Entries provided:

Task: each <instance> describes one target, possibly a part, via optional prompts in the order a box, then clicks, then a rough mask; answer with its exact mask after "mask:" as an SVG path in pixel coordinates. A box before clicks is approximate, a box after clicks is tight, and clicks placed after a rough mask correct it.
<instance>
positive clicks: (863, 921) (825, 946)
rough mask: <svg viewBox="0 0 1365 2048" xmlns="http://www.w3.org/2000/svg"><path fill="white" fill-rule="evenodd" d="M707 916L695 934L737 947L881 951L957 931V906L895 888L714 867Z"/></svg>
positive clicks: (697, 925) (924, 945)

--

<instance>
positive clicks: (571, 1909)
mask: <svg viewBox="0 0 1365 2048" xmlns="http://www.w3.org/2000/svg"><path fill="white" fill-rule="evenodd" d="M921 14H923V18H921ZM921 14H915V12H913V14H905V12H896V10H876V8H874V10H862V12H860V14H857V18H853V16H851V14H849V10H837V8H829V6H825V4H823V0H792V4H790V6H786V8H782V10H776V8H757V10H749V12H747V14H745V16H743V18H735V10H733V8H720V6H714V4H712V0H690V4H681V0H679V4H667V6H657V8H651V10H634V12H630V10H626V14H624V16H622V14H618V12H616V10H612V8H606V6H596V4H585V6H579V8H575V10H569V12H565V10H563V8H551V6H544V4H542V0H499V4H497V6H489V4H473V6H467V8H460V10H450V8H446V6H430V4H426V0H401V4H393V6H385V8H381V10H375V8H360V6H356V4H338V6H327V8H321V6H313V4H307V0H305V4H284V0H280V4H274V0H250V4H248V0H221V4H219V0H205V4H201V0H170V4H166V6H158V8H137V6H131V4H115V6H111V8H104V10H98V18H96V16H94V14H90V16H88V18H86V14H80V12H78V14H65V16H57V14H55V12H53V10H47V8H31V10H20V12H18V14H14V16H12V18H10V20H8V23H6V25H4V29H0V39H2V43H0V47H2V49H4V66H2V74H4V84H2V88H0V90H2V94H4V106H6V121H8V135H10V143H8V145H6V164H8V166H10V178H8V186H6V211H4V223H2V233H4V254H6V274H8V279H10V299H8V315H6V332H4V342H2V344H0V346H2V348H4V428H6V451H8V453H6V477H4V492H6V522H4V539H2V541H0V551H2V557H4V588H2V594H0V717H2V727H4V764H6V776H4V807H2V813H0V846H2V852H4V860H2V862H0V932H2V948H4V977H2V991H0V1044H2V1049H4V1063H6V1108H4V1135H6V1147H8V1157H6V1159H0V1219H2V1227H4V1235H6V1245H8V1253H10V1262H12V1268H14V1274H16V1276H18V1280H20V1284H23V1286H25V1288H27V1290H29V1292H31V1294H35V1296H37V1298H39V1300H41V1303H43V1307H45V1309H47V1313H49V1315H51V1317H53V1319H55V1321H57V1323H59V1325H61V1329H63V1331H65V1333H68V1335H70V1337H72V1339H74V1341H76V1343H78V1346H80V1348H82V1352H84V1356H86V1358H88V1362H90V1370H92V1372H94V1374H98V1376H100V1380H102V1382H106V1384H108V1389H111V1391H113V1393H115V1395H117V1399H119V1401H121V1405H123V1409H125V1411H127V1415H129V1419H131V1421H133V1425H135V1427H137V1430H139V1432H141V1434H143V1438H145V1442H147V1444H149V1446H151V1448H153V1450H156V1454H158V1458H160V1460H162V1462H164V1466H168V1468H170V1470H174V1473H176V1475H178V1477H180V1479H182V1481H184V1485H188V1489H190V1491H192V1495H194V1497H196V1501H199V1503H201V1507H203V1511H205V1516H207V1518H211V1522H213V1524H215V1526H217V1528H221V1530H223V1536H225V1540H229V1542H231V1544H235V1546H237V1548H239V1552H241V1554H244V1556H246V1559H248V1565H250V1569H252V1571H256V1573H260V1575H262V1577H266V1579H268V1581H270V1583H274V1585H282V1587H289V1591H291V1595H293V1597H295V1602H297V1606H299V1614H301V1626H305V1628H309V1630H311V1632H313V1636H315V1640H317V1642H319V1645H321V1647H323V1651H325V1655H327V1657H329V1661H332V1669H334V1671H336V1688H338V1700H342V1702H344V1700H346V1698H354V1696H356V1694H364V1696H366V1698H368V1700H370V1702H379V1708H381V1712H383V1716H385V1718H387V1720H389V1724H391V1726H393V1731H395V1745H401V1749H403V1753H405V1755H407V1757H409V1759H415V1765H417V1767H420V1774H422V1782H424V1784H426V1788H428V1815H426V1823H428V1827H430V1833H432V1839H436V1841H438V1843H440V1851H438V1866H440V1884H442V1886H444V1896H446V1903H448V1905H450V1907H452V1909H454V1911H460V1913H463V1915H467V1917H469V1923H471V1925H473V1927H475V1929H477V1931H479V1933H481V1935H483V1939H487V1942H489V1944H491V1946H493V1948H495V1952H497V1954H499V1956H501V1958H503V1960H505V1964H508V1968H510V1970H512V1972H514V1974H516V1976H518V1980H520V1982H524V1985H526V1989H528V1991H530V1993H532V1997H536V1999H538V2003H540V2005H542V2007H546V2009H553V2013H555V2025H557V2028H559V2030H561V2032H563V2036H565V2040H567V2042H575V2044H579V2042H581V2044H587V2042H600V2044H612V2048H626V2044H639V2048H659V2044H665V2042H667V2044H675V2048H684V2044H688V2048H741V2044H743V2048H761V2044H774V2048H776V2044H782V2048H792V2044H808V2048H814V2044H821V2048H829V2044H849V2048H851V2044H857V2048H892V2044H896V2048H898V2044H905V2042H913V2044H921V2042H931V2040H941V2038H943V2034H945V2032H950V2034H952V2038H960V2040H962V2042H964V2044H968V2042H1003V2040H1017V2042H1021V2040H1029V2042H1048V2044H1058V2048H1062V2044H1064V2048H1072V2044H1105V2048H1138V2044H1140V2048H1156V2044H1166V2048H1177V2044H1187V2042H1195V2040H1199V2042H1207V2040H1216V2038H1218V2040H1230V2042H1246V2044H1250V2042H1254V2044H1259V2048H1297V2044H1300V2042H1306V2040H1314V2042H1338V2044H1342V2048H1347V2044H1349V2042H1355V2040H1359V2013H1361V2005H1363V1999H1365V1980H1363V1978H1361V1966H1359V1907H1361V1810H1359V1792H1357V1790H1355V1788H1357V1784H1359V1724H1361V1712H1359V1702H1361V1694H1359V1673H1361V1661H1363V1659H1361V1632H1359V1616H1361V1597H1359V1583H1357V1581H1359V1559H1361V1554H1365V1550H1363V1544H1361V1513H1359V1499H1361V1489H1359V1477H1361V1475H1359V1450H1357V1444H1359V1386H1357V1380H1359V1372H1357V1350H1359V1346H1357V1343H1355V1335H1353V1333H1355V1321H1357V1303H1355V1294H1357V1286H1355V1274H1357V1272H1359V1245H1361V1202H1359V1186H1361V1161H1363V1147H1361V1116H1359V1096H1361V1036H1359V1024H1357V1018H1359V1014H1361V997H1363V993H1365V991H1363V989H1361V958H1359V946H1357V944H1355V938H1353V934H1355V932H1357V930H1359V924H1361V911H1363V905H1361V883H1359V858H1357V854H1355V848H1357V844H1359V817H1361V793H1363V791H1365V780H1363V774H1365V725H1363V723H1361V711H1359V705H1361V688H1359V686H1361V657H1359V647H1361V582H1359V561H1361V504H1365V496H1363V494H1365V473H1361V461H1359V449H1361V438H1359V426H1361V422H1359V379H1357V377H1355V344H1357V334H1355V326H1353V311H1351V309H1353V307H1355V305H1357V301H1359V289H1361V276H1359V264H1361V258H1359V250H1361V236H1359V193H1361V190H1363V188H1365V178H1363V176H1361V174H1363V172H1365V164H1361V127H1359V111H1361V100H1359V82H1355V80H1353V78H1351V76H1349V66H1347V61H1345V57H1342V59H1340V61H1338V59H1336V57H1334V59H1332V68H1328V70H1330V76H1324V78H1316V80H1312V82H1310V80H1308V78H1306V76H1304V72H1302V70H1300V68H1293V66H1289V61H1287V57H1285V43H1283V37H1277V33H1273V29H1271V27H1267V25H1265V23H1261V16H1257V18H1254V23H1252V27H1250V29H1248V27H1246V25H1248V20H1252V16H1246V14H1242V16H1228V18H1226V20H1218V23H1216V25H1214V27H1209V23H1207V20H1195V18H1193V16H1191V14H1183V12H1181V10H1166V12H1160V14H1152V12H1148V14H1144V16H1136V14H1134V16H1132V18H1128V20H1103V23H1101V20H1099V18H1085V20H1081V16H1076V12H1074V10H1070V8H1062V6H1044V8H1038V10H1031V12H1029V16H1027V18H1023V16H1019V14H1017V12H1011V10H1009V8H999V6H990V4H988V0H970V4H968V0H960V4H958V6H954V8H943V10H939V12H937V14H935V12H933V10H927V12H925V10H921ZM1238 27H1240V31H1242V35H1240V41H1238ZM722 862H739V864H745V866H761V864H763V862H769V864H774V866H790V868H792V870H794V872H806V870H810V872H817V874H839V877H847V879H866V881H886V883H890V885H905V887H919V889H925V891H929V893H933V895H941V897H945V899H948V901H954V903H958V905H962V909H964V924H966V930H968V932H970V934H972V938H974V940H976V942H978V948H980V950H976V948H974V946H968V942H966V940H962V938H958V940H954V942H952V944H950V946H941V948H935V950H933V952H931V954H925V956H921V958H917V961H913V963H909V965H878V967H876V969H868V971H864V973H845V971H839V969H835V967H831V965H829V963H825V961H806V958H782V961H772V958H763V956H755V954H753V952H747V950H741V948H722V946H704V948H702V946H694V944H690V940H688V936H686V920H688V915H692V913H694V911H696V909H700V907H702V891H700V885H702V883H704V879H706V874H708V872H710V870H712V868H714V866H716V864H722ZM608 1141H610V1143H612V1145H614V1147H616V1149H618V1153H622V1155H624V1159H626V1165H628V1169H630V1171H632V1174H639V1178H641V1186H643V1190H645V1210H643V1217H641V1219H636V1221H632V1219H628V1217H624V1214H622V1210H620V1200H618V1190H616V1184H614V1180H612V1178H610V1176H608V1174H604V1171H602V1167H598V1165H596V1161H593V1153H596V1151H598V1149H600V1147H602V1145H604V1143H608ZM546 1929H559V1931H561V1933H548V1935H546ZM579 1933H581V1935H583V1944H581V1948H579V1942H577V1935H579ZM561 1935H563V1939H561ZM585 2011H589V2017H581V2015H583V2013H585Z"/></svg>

Assigned task: Pick out and copy every line of the records above that contains the word "clicks". Match its case exactly.

Expected output:
Task: each <instance> describes one target, possibly a part, via optional prompts in the order a box, then clicks, then a rough mask; answer with its exact mask after "mask:" as an SVG path in pixel coordinates. A box before clicks is approximate, a box after clicks is tight, and clicks placed after a rough mask correct it.
positive clicks: (863, 921) (825, 946)
positive clicks: (697, 925) (924, 945)
positive clicks: (571, 1909)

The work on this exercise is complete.